▸ Source excerpt:
==*==
Go to content

7. Annex 1: Data preparation

7.1. Overview of data used

The analyses presented in this paper were produced using data from the National Statistical Institutes (NSIs) of all the Nordic countries and regions. The tables were accessed programmatically using the APIs provided by the NSIs. Table 3 presents an overview of the key datasets used.
Table 3: Income data used
Country
Dataset
Indicator
Unit
Time
DK
IFOR32
Avg. equivalised disposable income in decile groups, by decile average, municipality and time
Decile average (DKK)
1987-2022
FI & AX
11wh
Income shares (%), means, medians and maximum values of decile and percentile groups by income decile or fractile group, information and year
Disposable cash income per consumption unit, mean (EUR)
1995-2022
FI & AX
12hh
Dwelling population by income decile by year, income decile or fractile group, region and Information
Household-dwelling unit population in income decile, persons
1995-2022
FI & AX
12hh
Dwelling population by income decile by year, income decile or fractile group, region and information
Share of population belonging to the income decile, %
1995-2022
FO
IP01027
Equivalent income by percentile intervals, age, sex and region (2009-2021)
Decile average (DKK)
2009-2021
GL
INEH
Decile distribution of household income by time, municipality, place of residence, number of adults, number of children, decile and type of income
Average equivalised disposable household income (DKK)
2002-2018
IS
CEN1603
Census: total equivalised income of private households by income deciles and statistical output area 2011 and 2021
Mean equalised total income (ISK)
2011,2021
NO
09557
Persons equivalent income (percentile). Income after tax per consumption unit in NOK nominal, by region, percentile, contents and year
Income after tax per consumption unit (NOK)
2004:2022
NO
12558
Households, by region, income before / after tax, decile group, contents and year
Highest value in decile (NOK)
2005:2022
NO
12558
Households, by region, income before / after tax, decile group, contents and year
Percentage households
2005:2022
SE
TabVX2DispInkN
Income distribution (fractiles) by region, type of income, distribution measurements, observations and year
Mean equivalised disposable income excluding capital gains (SEK)
2011-2022
More often than not, the statistical definitions, units of measure and presentations of the databases providing information about household income and inequality differed. That made it necessary to pre-process the datasets to enable pan-Nordic comparisons. In general, the process can be summarised as follows:
  1. Retrieve the relevant statistical tables from the NSIs of the Nordic countries and self-governing territories.
  2. Pre-process the data (merge tables, filter and combine variables etc.) to extract or estimate the information on average equivalised net household income by income decile, territorial level and year.
  3. Calculate inequality metrics, including Gini, Atkinson, Theil, Hoover, Herfindahl, Coulter and Dalton indices on original income data in national currency.
  4. Transform income data into Purchasing Power Parity (PPP). That enables more meaningful comparisons of income levels between areas. The following EU databases were used to perform these transformations:
The following section outlines the processing steps performed to prepare the data for analysis in each country.

7.2. Country data

7.2.1. Denmark

In the case of Denmark, the following table was used:
  • IFOR32: Avg. equivalised disposable income in decile groups, by decile average, municipality and time
As its name suggests, IFOR32 provides information on average equivalised disposable income by decile average, municipality and time. The information in IFOR32 was used to calculate several inequality metrics, including Gini, Atkinson, Theil, Hoover, Herfindahl, Coulter and Dalton indices. For the sake of comparability between different countries, the average household income values in IFOR32 were also converted into euros using Purchasing Power Parities (PPPs) standards. These values complement the inequality indicators available in table INFOR41. As described below, that information was also used for quality assessment.
==*==
▸ Recorded information:
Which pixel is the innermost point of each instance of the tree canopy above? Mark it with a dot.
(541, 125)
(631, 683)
==*==
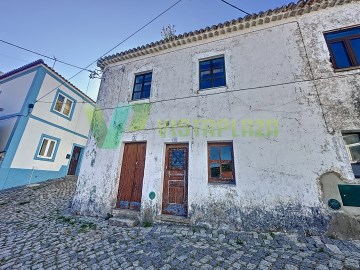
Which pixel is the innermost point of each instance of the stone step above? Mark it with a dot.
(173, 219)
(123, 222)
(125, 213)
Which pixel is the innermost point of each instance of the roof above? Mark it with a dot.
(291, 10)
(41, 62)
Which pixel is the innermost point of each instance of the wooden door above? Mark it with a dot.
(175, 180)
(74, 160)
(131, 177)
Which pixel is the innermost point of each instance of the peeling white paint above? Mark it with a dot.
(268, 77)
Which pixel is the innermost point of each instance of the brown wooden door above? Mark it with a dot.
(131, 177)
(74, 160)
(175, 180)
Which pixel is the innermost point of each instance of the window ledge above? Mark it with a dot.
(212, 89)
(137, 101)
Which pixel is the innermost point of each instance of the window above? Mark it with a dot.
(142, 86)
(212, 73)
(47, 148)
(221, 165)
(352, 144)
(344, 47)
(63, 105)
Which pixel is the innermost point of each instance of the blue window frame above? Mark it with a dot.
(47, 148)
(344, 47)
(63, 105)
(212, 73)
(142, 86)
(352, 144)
==*==
▸ Instruction: Please retype the passage from the income data annex word for word, between "3. Calculate inequality" and "in national currency.", inclusive.

▸ Exercise output:
3. Calculate inequality metrics, including Gini, Atkinson, Theil, Hoover, Herfindahl, Coulter and Dalton indices on original income data in national currency.